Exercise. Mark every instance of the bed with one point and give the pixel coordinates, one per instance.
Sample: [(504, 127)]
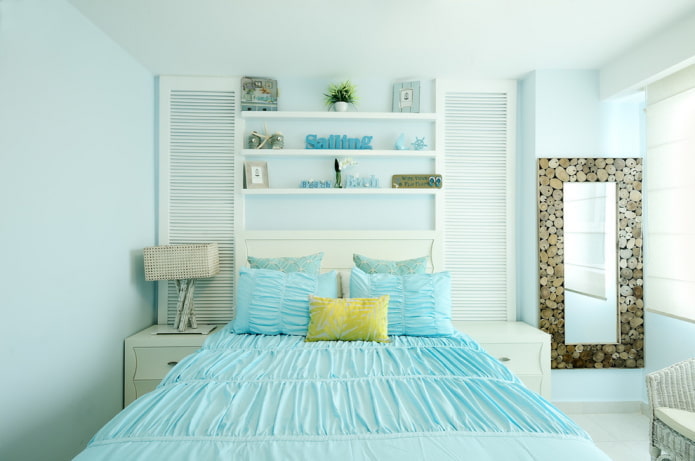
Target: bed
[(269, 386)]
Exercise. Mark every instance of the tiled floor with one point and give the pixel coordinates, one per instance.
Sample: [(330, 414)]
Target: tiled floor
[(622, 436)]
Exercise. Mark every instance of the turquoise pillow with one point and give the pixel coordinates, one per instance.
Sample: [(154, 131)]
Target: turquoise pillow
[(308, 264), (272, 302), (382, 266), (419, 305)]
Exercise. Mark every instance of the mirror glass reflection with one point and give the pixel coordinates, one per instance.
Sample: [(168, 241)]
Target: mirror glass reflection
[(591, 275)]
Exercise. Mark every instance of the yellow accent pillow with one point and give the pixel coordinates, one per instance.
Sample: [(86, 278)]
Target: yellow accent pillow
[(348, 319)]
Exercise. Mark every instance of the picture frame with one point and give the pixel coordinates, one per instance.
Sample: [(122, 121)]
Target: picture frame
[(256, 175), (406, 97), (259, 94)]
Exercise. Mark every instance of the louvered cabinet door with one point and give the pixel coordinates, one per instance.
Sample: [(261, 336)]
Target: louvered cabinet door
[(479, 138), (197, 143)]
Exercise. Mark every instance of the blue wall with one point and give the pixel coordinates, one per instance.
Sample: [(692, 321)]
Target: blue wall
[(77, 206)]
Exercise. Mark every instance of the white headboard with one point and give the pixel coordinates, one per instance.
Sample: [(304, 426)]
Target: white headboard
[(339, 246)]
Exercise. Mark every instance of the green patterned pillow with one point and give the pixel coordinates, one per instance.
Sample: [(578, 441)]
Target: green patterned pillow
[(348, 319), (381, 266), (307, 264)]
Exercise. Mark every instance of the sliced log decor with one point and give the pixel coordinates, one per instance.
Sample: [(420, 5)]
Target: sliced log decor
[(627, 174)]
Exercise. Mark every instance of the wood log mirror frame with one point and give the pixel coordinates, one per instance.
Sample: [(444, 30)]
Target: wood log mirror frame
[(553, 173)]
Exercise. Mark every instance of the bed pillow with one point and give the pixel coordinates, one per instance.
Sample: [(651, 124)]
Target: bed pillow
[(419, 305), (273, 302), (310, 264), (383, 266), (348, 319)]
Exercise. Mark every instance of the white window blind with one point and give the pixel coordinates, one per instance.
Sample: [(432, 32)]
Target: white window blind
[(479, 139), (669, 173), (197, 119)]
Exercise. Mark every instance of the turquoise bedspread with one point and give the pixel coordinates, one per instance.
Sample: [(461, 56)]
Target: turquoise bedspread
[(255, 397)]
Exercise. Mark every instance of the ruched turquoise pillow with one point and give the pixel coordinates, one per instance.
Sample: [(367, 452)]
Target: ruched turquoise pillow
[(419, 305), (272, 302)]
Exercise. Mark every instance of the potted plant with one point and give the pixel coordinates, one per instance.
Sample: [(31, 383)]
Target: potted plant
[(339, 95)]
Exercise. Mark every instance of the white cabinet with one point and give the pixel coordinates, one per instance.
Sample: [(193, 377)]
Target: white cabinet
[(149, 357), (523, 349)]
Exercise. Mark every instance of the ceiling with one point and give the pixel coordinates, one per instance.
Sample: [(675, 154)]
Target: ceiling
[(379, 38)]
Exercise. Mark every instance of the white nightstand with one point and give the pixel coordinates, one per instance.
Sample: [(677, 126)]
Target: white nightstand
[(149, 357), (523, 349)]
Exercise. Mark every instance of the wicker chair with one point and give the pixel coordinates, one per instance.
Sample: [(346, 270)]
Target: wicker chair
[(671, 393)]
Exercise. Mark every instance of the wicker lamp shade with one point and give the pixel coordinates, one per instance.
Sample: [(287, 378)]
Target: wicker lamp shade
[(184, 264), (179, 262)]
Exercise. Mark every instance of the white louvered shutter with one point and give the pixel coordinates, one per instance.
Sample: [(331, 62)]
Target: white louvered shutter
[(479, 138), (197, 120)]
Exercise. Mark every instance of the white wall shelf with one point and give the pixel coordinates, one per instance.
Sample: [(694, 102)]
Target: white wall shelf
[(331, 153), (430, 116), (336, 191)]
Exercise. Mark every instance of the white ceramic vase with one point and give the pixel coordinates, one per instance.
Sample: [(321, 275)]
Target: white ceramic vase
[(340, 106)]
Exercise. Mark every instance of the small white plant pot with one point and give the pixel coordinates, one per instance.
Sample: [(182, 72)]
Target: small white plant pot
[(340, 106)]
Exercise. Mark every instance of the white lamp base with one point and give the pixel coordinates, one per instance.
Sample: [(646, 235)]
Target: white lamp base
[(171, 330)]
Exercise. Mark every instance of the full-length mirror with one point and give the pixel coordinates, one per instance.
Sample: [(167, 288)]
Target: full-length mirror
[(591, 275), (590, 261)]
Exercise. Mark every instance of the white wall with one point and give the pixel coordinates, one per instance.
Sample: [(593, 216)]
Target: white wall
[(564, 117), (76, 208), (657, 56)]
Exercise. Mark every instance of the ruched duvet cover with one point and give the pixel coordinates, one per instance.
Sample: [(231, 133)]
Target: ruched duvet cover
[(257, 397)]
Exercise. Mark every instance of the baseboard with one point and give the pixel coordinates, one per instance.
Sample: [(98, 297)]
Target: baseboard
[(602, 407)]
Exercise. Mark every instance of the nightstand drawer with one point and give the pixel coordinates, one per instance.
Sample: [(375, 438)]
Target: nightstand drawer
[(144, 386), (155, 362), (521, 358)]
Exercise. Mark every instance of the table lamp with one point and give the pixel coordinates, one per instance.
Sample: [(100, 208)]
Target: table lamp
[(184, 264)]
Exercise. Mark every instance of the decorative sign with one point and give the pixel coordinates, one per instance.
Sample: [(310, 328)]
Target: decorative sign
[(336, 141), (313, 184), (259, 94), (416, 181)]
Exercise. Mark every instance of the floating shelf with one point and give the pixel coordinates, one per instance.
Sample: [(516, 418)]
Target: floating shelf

- [WHAT NEEDS TO BE DONE] Please render each line of the rows above as a JSON list of strings, one string per line, with blank lines omitted. Leave the pictures out.

- [OUTPUT FOR THIS EXERCISE]
[
  "Exercise. Mark every instance of the bed with one point and give the pixel coordinates, one per instance.",
  "Sample: [(504, 127)]",
  "Target: bed",
  "[(269, 386)]",
  "Exercise. Mark every instance of the tiled floor with one point and give the pixel coordinates, one per instance.",
  "Sample: [(330, 414)]",
  "Target: tiled floor",
  "[(622, 436)]",
  "Exercise. Mark every instance of the turquoise pillow with one point and give the pixel coordinates, one per instance.",
  "Sample: [(154, 131)]",
  "Target: turquoise pillow",
  "[(308, 264), (272, 302), (382, 266), (419, 305)]",
  "Exercise. Mark every instance of the mirror glass reflection with one point and give the pixel coordinates, one per instance.",
  "Sample: [(168, 241)]",
  "Target: mirror glass reflection",
  "[(591, 275)]",
  "Exercise. Mark every instance of the yellow accent pillow with one point and give the pixel coordinates, one per instance.",
  "Sample: [(86, 278)]",
  "Target: yellow accent pillow",
  "[(348, 319)]",
  "Exercise. Mark every instance of the picture frame with one point and give the pixel coordinates, one per instance.",
  "Sample: [(122, 121)]",
  "Target: picture frame",
  "[(256, 175), (406, 97), (259, 94)]",
  "Exercise. Mark every instance of the louvered cabinet door with one point and give the pixel coordinates, one per instance.",
  "Sample: [(261, 336)]",
  "Target: louvered cabinet door",
  "[(479, 138), (197, 143)]",
  "Exercise. Mark every instance of the blue wall with one point and give the pixel coordinates, one per instance.",
  "Sample: [(692, 321)]",
  "Target: blue wall",
  "[(77, 206)]",
  "Exercise. Mark every instance of the white headboard with one point and give the pixel coordinates, one per instance.",
  "Sample: [(304, 426)]",
  "Target: white headboard",
  "[(339, 246)]",
  "Exercise. Mark every instance of the green patterned pillow with one point and give the pixel coordinates, one per instance.",
  "Sample: [(578, 441)]",
  "Target: green patterned pillow",
  "[(348, 319), (381, 266), (307, 264)]",
  "Exercise. Mark every instance of the sliced log decor with one point and give the pixel coordinates, one per instance.",
  "Sample: [(420, 5)]",
  "Target: sliced log decor",
  "[(627, 174)]",
  "Exercise. Mark every instance of the wood log mirror frame with one point and give the pixel coordinates, one per instance.",
  "Sample: [(444, 30)]",
  "Target: wood log mirror frame",
  "[(553, 173)]",
  "Exercise. Mark every instance of the bed pillow with one point and give the pixel coordinates, one per instance.",
  "Sample: [(651, 124)]",
  "Target: bed pillow",
  "[(419, 305), (273, 302), (310, 264), (383, 266), (348, 319)]",
  "Exercise. Mark every instance of the white window blind with one point and give the pixel coordinates, one per instance.",
  "Sample: [(432, 32)]",
  "Target: white window blind",
  "[(479, 139), (669, 173), (197, 119)]",
  "Exercise. Mark every instance of the turquoise bedspread with one point and give the pixel coordinates, one per instance.",
  "Sample: [(461, 56)]",
  "Target: turquoise bedspread",
  "[(255, 397)]",
  "Exercise. Mark every instance of the ruched turquoise pillow with one point and give the pixel coordinates, one per instance.",
  "Sample: [(367, 452)]",
  "Target: ruched turquoise pillow",
  "[(419, 305), (272, 302)]",
  "Exercise. Mark every instance of the potted plant with one point and give the pixel coordinates, one per instance.",
  "Sample: [(31, 383)]",
  "Target: potted plant",
  "[(339, 95)]",
  "Exercise. Mark every instance of the white cabinet with one point and give the pixel coordinates, one per instance.",
  "Sample: [(193, 377)]",
  "Target: white cabinet",
  "[(149, 357), (523, 349)]",
  "Exercise. Mark every instance of the ceiling with one point and give the pixel coordinates, one per instance.",
  "Sample: [(675, 154)]",
  "Target: ceiling",
  "[(379, 38)]",
  "Exercise. Mark every instance of the white nightstand with one point and give the pixel coordinates, one per instance.",
  "Sample: [(677, 126)]",
  "Target: white nightstand",
  "[(149, 357), (523, 349)]",
  "Exercise. Mark every instance of the wicker chair with one point and give the pixel coordinates, one per instance.",
  "Sample: [(346, 270)]",
  "Target: wicker chair",
  "[(671, 393)]",
  "Exercise. Mark every instance of the wicker lamp shade with one point and give the pixel coordinates, one per instance.",
  "Sample: [(287, 378)]",
  "Target: wicker lamp shade",
  "[(184, 264), (179, 262)]",
  "Exercise. Mark every instance of the white louvered shutter with one point and give the pixel coordinates, one per instance.",
  "Sample: [(331, 62)]",
  "Target: white louvered shutter",
  "[(479, 138), (197, 120)]",
  "Exercise. Mark every instance of the white wall shelf with one point and give the pixel coordinates, one per instance.",
  "Sample: [(694, 102)]",
  "Target: white wall shelf",
  "[(331, 153), (430, 116), (336, 191)]",
  "Exercise. Mark every instance of the white ceramic vase with one point and give the pixel coordinates, one per instance.",
  "Sample: [(321, 275)]",
  "Target: white ceramic vase",
  "[(340, 106)]",
  "Exercise. Mark every instance of the small white plant pot with one point and give the pixel coordinates, one per instance.",
  "Sample: [(182, 72)]",
  "Target: small white plant pot",
  "[(340, 106)]",
  "Exercise. Mark every instance of the white lamp base with one point and give the pixel coordinates, one per instance.",
  "Sample: [(646, 235)]",
  "Target: white lamp base",
  "[(171, 330)]",
  "Exercise. Mark every instance of the full-length mirror with one point and give the pixel coordinates, one per instance.",
  "Sample: [(167, 288)]",
  "Target: full-length mirror",
  "[(591, 275), (590, 261)]",
  "Exercise. Mark every instance of the white wall with one point and give the pixel coordinates, one per instance.",
  "Sample: [(593, 216)]",
  "Target: white wall",
  "[(564, 117), (76, 208), (657, 56)]",
  "Exercise. Mark every instance of the ruched duvet cover with one point and give the pixel coordinates, one per instance.",
  "Sample: [(231, 133)]",
  "Target: ruched duvet cover",
  "[(257, 397)]",
  "Exercise. Mark every instance of the baseboard with one point and give the pixel coordinates, one per instance.",
  "Sample: [(98, 297)]",
  "Target: baseboard",
  "[(602, 407)]",
  "Exercise. Mark every instance of the nightstand drawer with one point and give the pixel coordinates, one per instance.",
  "Sample: [(375, 438)]",
  "Target: nightstand drawer",
  "[(144, 386), (155, 362), (521, 358)]",
  "Exercise. Mark every instance of the table lamp with one point and give the pixel coordinates, one per instance.",
  "Sample: [(100, 208)]",
  "Target: table lamp",
  "[(184, 264)]",
  "Exercise. Mark every instance of the decorative sign with one point and give the pixel coordinates, one per instance.",
  "Sample: [(310, 328)]",
  "Target: decorative sign",
  "[(336, 141), (313, 184), (259, 94), (416, 181)]",
  "Exercise. Mark every instance of the floating shelf with one point and give the pixel coordinates, one per instance.",
  "Sample: [(516, 418)]",
  "Target: floating shelf"
]